Please rewrite the entries, starting at the beginning and ending at the line that contains "[1002,0,1054,448]", and swap every "input photograph" for "input image" while keeping everything else the same.

┄┄┄┄┄┄┄┄┄┄┄┄┄┄┄┄┄┄┄┄

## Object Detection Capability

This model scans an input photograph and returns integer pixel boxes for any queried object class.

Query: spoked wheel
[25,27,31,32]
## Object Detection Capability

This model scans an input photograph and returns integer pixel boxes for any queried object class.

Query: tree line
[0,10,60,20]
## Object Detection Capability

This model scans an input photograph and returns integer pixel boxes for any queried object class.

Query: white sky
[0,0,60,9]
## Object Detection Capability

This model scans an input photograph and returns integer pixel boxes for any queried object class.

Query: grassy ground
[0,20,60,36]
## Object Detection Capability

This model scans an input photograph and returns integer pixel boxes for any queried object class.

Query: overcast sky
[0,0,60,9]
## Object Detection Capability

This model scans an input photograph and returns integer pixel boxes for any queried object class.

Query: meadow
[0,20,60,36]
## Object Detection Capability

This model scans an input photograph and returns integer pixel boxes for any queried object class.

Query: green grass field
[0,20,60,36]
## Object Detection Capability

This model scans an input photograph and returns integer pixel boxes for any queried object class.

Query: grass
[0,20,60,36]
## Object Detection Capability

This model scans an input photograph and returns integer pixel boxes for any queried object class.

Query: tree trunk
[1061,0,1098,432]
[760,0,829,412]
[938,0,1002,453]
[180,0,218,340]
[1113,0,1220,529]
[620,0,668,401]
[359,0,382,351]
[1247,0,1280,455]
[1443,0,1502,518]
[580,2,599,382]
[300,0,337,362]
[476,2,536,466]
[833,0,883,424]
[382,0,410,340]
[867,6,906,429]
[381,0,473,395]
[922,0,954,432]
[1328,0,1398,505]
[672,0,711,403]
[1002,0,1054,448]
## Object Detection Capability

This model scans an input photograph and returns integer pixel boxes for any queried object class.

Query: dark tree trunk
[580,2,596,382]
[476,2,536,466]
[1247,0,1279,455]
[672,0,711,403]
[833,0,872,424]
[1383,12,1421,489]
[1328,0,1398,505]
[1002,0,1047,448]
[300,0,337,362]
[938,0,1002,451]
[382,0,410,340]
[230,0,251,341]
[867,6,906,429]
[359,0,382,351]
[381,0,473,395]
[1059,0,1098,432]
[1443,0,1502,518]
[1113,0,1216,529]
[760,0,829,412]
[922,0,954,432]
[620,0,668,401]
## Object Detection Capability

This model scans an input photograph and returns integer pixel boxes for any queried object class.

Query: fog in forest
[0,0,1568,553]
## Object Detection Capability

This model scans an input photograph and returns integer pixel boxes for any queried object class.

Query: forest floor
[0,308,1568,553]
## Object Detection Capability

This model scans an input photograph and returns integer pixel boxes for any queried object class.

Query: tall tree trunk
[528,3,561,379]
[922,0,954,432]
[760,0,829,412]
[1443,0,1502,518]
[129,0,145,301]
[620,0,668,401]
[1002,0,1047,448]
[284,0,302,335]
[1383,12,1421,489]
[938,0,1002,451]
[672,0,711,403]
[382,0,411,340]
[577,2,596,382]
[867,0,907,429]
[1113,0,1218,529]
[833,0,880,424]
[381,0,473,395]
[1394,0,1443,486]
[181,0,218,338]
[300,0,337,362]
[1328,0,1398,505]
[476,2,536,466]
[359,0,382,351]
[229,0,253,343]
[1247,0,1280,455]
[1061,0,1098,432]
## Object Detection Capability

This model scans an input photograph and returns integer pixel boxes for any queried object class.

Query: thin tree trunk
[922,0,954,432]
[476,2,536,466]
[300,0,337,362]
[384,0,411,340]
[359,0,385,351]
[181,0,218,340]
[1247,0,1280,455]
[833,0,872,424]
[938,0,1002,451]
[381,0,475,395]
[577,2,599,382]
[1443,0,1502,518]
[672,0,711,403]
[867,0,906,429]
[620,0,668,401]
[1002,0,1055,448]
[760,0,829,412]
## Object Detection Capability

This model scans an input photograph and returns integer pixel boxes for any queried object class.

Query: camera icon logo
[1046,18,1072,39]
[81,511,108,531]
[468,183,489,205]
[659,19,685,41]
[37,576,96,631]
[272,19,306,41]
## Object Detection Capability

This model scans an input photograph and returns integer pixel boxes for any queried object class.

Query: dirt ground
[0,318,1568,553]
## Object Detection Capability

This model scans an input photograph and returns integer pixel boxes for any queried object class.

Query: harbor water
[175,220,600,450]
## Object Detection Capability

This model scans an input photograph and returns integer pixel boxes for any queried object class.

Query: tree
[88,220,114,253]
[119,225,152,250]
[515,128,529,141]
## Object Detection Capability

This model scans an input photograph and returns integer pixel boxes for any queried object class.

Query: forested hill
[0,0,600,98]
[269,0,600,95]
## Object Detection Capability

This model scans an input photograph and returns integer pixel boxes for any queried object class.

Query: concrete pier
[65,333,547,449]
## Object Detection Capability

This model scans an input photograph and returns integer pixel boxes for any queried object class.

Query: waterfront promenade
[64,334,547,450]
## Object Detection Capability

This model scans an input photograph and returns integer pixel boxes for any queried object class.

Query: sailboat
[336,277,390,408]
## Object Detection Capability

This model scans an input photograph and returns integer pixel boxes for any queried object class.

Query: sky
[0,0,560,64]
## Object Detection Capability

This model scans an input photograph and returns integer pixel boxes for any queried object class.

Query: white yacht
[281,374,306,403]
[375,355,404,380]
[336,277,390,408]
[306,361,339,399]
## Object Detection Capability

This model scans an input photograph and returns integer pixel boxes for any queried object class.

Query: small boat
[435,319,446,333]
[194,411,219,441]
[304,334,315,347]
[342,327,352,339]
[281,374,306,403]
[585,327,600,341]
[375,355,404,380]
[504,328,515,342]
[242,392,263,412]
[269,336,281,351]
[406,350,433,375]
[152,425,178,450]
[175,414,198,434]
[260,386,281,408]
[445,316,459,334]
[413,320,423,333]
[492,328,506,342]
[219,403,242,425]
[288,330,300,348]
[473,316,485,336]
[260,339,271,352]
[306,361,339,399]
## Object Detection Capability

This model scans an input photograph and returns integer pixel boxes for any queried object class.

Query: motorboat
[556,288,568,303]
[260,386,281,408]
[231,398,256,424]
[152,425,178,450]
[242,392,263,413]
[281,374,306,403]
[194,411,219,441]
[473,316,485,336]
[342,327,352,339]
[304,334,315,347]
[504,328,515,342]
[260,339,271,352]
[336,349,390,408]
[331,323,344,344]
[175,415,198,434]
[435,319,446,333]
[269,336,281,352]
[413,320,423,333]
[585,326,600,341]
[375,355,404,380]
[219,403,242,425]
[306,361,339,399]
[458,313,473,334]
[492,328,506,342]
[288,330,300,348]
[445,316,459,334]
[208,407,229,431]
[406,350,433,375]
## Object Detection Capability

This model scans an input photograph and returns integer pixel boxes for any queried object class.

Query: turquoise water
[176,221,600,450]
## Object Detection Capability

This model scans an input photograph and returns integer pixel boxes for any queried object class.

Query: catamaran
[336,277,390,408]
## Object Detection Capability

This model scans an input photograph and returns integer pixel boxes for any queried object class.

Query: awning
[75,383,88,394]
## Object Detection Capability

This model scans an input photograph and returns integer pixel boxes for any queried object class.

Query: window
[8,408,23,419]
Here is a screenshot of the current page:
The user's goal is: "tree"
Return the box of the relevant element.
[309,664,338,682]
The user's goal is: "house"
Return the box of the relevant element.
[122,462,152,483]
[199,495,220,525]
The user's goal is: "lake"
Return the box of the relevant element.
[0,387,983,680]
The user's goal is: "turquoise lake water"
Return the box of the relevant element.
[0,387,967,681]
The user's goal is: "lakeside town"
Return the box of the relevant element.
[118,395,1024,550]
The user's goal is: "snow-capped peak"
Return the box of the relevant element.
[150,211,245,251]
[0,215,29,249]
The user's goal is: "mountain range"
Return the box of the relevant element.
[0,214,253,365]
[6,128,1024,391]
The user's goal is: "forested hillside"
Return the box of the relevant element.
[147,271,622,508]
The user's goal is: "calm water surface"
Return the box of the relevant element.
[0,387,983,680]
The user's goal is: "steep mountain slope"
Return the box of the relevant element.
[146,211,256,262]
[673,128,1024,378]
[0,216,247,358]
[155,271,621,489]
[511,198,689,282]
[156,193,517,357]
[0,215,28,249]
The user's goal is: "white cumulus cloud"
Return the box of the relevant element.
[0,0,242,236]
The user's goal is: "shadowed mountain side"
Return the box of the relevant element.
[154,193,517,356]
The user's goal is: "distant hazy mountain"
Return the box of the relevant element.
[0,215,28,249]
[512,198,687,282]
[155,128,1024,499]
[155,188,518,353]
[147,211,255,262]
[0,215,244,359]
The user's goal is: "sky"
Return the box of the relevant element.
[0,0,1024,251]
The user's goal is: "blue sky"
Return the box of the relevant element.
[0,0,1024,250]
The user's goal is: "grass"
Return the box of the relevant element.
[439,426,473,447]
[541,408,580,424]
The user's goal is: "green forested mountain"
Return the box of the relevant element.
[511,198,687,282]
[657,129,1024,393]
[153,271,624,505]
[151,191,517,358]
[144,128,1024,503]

┄┄┄┄┄┄┄┄┄┄┄┄┄┄┄┄┄┄┄┄

(Written reply):
## Object Detection Capability

This model scans an input image and returns integer pixel boxes for any queried object class.

Query: spoked wheel
[25,27,31,32]
## Object Detection Capability

This model scans an input image and returns integer pixel boxes for any queried object class.

Query: tree line
[0,10,60,20]
## Object Detection Capability

This model scans an input image and returns integer pixel boxes for any queried object class.

Query: white sky
[0,0,60,9]
## Object Detection Capability

This model scans an input image and returns integer pixel boxes for any queried object class.

Query: grassy ground
[0,20,60,36]
## Object Detection Capability

This model scans an input image and returns integer pixel boxes for any queried object class.

Query: overcast sky
[0,0,60,9]
## Object Detection Capability

This model scans an input image and returns integer pixel boxes for any queried object class.

Query: meadow
[0,20,60,36]
## Object Detection Capability

This model scans an input image and returns integer pixel boxes for any queried object class.

Query: green grass field
[0,20,60,36]
## Object Detection Capability

This model scans an input image and returns integer pixel boxes for any queried object class.

Query: grass
[0,20,60,36]
## Object Detection Capability

This model scans an input image and returns integer pixel boxes for any queried object class.

Query: tree trunk
[1061,0,1098,432]
[760,0,829,412]
[938,0,1002,453]
[180,0,218,340]
[1113,0,1220,529]
[620,0,668,401]
[359,0,382,351]
[1247,0,1280,455]
[1443,0,1502,518]
[580,2,599,382]
[300,0,337,362]
[476,2,536,466]
[833,0,883,424]
[382,0,410,340]
[867,6,906,429]
[381,0,473,395]
[922,0,954,432]
[1328,0,1398,505]
[672,0,711,403]
[1002,0,1054,448]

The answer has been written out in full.